*** Opening of PAGE EXCERPT ***

5. Peace Lily (Spathiphyllum): This is not a true lily plant. It is mildly toxic to humans and animals, if ingested, but not as toxic as true lilies. These plants are often placed in bathrooms or laundry rooms because they are known for removing mold spores. They also remove formaldehyde and trichloroethylene (TCE). They can also filter toluene and xylene.
6. Gerbera (Gerber) Daisy (Gerbera): These beautiful flowers remove benzene from the air. They absorb carbon dioxide and give off oxygen overnight, which can improve your sleep.
Here are a few other plants that can improve your air quality.
|Photo: Forrest & Kim Starr|
|Photo: cogito ergo imago/Flickr|
|Photo: The Top Tenz|
Now, what are all these nasty things in the air, and where do they come from?

*** Close of PAGE EXCERPT ***

# EXERCISE REQUIREMENTS:
1 > In the houseplant excerpt, why are peace lilies often placed in bathrooms or laundry rooms?
2 > Write the next part of the houseplant article, picking up right after its final line.

*** Opening of GIVEN RECORDS ***

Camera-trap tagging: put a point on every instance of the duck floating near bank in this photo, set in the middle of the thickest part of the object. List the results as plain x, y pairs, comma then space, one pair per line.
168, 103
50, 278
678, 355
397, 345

*** Close of GIVEN RECORDS ***

# EXPECTED OUTPUTS:
1 > They are known for removing mold spores.

2 >
Formaldehyde is a common chemical with a strong, pickle-like odor. It is used in thousands of products as a bonding agent or solvent. It is used to make plywood, particle board, paneling, and pressed-wood products, as well as foam insulation. Permanent press fabrics, shampoos, cosmetics, and even toilet paper contain small amounts of formaldehyde. The formaldehyde gets released into the air as a gas. Carpets have not been made using formaldehyde for some 30 years, now, but they do contain other chemicals that can interact with ozone in the air inside your home to produce formaldehyde. If you buy a large piece of furniture made of particle board or install new carpet, keep your home well ventilated and use plants to help clear the air.
Nitrogen oxides are released into the air from motor vehicle exhaust in attached garages, or the burning of coal, oil, diesel fuel, or natural gas. If you live near an electric power plant, this may be an issue for you. Nitrogen oxides are also released during the process of welding, electroplating, and engraving, so if you have a workshop where one of these processes take place, this may be an issue. The most prevalent source of nitrogen oxides in the home is cigarette smoke.
Benzene vapors come from glues, paints, furniture wax and detergents, although many of these products have been reformulated since the late 1970s to reduce or eliminate benzene content. About 50% of all benzene exposure in the United States is due to exposure to tobacco smoke.
Tuolene is used in making paint, paint thinners, fingernail polish, lacquers, adhesives and rubber. It is also used in some printing and leather tanning processes.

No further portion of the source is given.